__Dataset__
++++++++++++++++++++

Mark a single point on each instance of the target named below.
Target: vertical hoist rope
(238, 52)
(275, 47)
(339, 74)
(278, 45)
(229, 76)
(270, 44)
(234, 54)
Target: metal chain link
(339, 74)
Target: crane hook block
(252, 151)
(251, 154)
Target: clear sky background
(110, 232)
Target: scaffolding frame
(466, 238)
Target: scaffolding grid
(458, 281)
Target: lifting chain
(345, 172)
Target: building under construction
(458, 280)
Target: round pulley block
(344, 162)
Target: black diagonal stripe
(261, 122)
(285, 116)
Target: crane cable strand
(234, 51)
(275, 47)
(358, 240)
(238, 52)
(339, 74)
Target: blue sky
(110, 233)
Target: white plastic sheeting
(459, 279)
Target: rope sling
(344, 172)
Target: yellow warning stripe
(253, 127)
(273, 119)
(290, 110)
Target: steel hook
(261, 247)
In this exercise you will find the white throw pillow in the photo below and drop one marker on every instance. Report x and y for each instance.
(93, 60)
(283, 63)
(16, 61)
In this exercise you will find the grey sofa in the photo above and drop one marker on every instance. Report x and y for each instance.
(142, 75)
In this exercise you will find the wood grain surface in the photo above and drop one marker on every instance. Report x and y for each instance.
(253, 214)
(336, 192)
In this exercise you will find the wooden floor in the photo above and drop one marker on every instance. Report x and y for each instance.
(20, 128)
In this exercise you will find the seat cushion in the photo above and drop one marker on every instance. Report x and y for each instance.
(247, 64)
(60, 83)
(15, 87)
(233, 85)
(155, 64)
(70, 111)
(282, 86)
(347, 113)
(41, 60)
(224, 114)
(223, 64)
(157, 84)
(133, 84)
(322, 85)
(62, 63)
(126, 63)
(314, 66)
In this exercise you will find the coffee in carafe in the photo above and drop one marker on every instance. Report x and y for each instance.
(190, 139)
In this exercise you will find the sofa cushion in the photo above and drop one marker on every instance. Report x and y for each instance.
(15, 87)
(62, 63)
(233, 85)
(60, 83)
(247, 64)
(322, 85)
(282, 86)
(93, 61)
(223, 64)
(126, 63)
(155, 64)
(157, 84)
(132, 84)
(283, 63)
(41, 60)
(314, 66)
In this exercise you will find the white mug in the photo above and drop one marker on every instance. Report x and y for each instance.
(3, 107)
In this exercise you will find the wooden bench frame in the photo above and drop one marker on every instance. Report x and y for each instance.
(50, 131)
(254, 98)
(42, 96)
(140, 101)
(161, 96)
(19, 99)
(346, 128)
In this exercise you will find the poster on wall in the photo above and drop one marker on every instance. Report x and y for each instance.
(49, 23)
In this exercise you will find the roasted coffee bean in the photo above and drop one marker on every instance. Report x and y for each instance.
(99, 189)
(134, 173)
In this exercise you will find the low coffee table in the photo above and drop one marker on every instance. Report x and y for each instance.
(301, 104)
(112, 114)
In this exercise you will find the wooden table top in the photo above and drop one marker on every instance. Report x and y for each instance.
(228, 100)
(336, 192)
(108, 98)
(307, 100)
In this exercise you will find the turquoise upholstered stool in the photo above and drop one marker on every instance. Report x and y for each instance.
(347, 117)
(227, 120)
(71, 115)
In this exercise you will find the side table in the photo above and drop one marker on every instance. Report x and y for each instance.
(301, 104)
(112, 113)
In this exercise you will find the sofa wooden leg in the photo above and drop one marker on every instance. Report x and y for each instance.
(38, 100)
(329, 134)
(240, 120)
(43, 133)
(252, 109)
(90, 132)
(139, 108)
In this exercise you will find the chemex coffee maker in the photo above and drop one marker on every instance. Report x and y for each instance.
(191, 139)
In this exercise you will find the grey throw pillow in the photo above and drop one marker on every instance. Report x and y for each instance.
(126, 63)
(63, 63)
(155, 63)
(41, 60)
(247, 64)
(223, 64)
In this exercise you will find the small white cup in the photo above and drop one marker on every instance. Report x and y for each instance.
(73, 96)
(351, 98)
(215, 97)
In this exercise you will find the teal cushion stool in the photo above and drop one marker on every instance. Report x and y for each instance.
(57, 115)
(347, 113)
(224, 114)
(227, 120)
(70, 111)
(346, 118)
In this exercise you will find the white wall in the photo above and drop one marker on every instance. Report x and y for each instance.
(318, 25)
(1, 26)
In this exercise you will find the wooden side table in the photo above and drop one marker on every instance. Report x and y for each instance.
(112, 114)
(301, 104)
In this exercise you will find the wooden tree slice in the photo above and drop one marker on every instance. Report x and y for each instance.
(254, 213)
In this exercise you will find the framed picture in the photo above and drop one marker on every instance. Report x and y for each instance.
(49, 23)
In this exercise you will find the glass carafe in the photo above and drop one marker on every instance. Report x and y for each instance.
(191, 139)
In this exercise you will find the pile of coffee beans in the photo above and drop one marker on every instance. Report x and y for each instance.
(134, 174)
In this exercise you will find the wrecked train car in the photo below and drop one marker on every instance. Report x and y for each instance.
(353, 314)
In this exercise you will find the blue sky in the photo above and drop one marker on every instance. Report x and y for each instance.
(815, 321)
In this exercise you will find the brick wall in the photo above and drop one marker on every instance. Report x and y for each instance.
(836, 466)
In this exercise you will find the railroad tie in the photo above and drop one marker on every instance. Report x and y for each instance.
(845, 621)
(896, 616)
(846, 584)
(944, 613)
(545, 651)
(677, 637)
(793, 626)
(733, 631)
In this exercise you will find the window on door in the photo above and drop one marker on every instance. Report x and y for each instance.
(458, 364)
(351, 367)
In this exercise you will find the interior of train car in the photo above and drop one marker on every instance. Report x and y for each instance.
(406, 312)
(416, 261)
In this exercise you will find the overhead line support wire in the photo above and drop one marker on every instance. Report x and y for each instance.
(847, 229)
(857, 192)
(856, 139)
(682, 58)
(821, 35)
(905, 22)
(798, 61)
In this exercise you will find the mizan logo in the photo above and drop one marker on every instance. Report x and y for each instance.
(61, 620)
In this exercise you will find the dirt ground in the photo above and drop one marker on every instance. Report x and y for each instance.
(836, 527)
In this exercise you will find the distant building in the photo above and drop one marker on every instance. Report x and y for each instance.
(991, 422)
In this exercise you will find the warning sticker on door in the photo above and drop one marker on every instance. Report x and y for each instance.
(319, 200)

++++++++++++++++++++

__Work instruction__
Give again, exactly, every line from the one holding "In this exercise you will find the dirt" to the last line of the data.

__Result of the exercise__
In this exercise you will find the dirt ground in the photo above and drop one marker on every instance. Report x and y for each instance.
(836, 527)
In this exercise you will find the distant building in the photo above and drop one marker on every instance. Report x and y for each instance.
(991, 422)
In this exercise you will find the warning sticker on door in the photo above and drop one marker on every instance. Report x and y for each instance.
(319, 200)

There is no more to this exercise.